## Reading passage
════
In addition to the new technology of battle, the Crimean War also marked the beginning of modern war news coverage. Journalist William Russell and photographer Roger Fenton are credited as two of the first war reporters for their ongoing coverage for Britain’s Times, revealing the carnage of the conflict as well as the horror of being a soldier at a time when amputation on the battlefield was the chosen remedy for a bullet wound. In illustrating the Crimean War through individual pairs of eyes, Daedelus pays homage to the pioneering journalism that first emerged in this conflict, conveying the horrors without the peril of experiencing it.

War had become far more explosive and bloody, but medicine was still in the Stone Age. This strife found its way between the layers of The Light Brigade. “Most people in the older Crimean War didn’t die from the war, they died from disease and rampant infections,” says Daedelus. “People back then were dying off the battlefield from infected gunshot wounds, trench foot, and the lack of medical supplies—all kinds of ancillary things. I want to tell that story.”

It’s clear from The Light Brigade’s lead single “Onward” that this is not the joyous Victorian cakewalk of Daedelus's tailoring-themed 2011 album Bespoke, nor does it rest on the abstract sonic patchwork of last year’s Drown Out, which grieves the death of Daedelus’s friend and labelmate Austin Peralta. “Onward” is a spare, haunting melody topped with vocalist Young Dad’s mantra: “You don’t have to say it, I’m on my way, I’m not going alone.” It challenges the notion of gung-ho soldiers approaching the battle thirsty for blood. The militant aggression on the surface is stripped away so that only the voice of fear, duty, and humanity remain echoing within the walls of a helmet.

This isn’t the first time Daedelus has tackled war themes in his music and perhaps not the last. He based his 2010 album Righteous Fists of Harmony on the Boxer Rebellion in China at the turn of the century. For his next thematic work, he plans to crack open the Boer Wars of South Africa. In each of these wars, Daedelus has found thematic connections to the present and even noticed a certain strain of mysticism.

“The backdrop of a lot of this stuff is magical tradition meeting modern traditions," he told me. "In the Boxer Rebellion, martial artists believed they had magical powers to be immune from guns. The Crimean War was fought over the Russian Orthodox Church’s divine power to control the region that is the seat of their magic traditions."

Daedelus began working on The Light Brigade months before the recent Crimean conflict, in which Russia covertly sent forces into Ukraine in order to gain control in the wake of the Ukranian Revolution. The coincidence gave new meaning to reflection on war in the region. His personal experiences there only add more to the human element he is trying to represent with his music. He told me, “I played in the Ukraine two years back and met all these kids living their life in a stylistically different way. And one of my friends just got married recently in the Ukraine, and now there’s talk of conscription.” It only makes the crisis more real. In this light, Daedelus hopes his work might help to humanize the conflict; render it less abstract. “This is about the people who are there, who were hijacked by these big things… Those small intimate stories that don’t get old because they’re not that important, but there’s so much life and that is important.”

War scarcely inspires hope; even with all its bombast, Tennyson’s poem acknowledges the darkness of its outcome. With The Light Brigade, Daedelus somehow purifies this message, translating it into music without masking the suffering, and still acknowledging the duty and honor that led to it. Like so many of his other works, it’s an entire immersive experience boiled down into an hour of music, conveying a somberness and vulnerability that few musicians dare to broach.
════
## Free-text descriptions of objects
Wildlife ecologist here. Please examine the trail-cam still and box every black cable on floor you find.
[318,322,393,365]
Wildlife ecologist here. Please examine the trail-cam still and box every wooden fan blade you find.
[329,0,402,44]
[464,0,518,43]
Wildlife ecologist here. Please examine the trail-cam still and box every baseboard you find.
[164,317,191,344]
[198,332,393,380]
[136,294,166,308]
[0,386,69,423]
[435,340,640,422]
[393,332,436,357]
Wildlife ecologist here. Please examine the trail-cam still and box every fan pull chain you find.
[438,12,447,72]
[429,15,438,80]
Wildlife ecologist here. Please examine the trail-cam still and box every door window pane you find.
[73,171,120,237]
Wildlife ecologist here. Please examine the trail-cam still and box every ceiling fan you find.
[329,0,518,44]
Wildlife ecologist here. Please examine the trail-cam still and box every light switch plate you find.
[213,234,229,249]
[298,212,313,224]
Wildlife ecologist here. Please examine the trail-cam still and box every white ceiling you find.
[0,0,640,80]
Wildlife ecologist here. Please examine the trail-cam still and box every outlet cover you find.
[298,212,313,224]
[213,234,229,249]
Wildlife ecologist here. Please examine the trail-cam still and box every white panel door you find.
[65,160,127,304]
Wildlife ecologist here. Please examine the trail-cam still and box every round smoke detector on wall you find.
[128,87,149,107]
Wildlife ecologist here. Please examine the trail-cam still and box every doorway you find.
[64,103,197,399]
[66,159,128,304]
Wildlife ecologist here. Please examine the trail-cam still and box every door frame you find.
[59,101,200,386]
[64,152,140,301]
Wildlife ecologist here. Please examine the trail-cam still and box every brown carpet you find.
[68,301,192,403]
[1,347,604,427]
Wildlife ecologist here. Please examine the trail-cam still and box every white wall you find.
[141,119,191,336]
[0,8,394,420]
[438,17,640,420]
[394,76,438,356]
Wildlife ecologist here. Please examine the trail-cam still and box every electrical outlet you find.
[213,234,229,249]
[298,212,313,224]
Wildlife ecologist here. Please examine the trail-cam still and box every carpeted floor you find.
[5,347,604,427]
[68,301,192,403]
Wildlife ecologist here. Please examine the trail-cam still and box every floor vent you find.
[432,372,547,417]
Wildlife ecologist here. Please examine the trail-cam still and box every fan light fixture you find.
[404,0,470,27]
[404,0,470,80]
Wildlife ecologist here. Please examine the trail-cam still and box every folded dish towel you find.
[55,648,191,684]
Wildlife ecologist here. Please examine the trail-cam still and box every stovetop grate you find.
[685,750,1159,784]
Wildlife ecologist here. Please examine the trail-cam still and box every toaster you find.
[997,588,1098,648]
════
## Problem details
Answer these questions using the article on Daedelus above:
1. Which journalist and which photographer covered the Crimean War for Britain's Times?
2. Which vocalist sings on the single "Onward"?
3. What historical event was the 2010 album Righteous Fists of Harmony based on?

## Answer to this exercise
1. Journalist William Russell and photographer Roger Fenton.
2. Young Dad.
3. The Boxer Rebellion in China.